═════ PAGE TEXT ═════

As the day was getting late, we missed the caves and the museum on the way
back up, but we did find the famous Max' bar and grill, where we had dinner
shortly before sunset. As it was over 20 miles back to where we'd left our
dinghies, we set out for home, deciding to meet the next morning early and
head north. If there was time, we'd come back for the caves and museum,
both highly recommended by other cruisers who'd done them.

And, lest one believe that you have to rent a car to see the island, the
Bahamas are still very hitch hiker friendly. We heard from some other
cruisers who had chosen that way of exploration that the locals will often
clue you into spots not noted on any of the tourist materials, so, should
you find yourself here (or anywhere other than, perhaps, Nassau), don't
hesitate to just stick out your thumb. Here, as everywhere else we've been,
cruisers are more than welcomed, and folks go out of their way to help you.

═════

### SET PROBLEM 1
In the Bahamas cruising account, how far was it back to where the dinghies had been left?
### SET PROBLEM 2
Write what comes next in the Bahamas cruising account, picking up after its final sentence.

═════ PROVIDED MATERIAL ═════

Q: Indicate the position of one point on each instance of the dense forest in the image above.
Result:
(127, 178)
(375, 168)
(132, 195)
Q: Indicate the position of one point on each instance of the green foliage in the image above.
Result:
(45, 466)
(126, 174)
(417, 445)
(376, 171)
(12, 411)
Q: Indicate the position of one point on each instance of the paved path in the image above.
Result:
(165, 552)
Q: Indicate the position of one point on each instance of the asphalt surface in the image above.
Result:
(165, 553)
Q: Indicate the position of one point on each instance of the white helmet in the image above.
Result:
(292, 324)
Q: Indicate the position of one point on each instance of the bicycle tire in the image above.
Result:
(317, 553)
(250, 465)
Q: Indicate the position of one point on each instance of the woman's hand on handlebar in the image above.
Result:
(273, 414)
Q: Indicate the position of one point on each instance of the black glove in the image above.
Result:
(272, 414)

═════
═════ PROVIDED MATERIAL ═════

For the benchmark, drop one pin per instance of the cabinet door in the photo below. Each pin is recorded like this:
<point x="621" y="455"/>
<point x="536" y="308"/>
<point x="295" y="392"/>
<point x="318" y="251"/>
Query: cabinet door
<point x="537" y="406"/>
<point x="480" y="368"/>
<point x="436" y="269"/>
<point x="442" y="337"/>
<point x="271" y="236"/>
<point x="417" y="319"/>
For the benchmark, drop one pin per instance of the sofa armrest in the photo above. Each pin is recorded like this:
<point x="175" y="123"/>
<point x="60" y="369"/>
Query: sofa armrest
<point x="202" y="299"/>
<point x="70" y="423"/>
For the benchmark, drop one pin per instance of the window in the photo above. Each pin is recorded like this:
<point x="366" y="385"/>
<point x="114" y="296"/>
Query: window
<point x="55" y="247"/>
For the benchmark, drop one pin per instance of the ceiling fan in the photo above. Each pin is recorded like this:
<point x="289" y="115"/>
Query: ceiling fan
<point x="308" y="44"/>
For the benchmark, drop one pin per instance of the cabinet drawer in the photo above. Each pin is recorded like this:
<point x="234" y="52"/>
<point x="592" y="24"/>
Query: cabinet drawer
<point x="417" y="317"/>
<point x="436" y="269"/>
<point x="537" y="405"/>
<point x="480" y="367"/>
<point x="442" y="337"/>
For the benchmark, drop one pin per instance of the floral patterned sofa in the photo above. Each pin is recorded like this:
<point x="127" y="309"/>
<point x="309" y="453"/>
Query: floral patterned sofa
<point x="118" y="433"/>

═════

### REPLY 1
Over 20 miles.

### REPLY 2
Case in point was my time last year in Georgetown, where I hitch hiked to
the airport, 20 miles out, twice, in the course of sending and retrieving my
computer for an upgrade...

Anyway, our driver dropped us at our dinghies, 1.6 miles from where he left
the car, which was right next to a beach where we'd had our first
bonfire/happy hour shortly after we arrived there. We met up there for the
ride back to our boats anchored nearby, returned to our respective boats,
and went to sleep, invigorated and impressed with what we'd seen so far.

Morning broke, and we headed north. There were a couple of diving spots
noted on our materials, one famous for all the Eagle Rays, but after going
rather a long way to get to the first, we found that the surf was crashing
onto the very sharp rocks where we'd have to get in. That, plus the breaking
waves over the reefs dissuaded us from swimming that day! However, as one
of them was very close to the Stella Maris resort, we peeked in there to see
what it was like.

It's huge, spread out over hundreds of acres, and obviously host to many
business meetings, as we saw lots of folks looking like they were doing just
that. The very helpful gal at the reception desk provided us with a
large-scale map of the far north end of the island, and we set out, again,
for more explorations.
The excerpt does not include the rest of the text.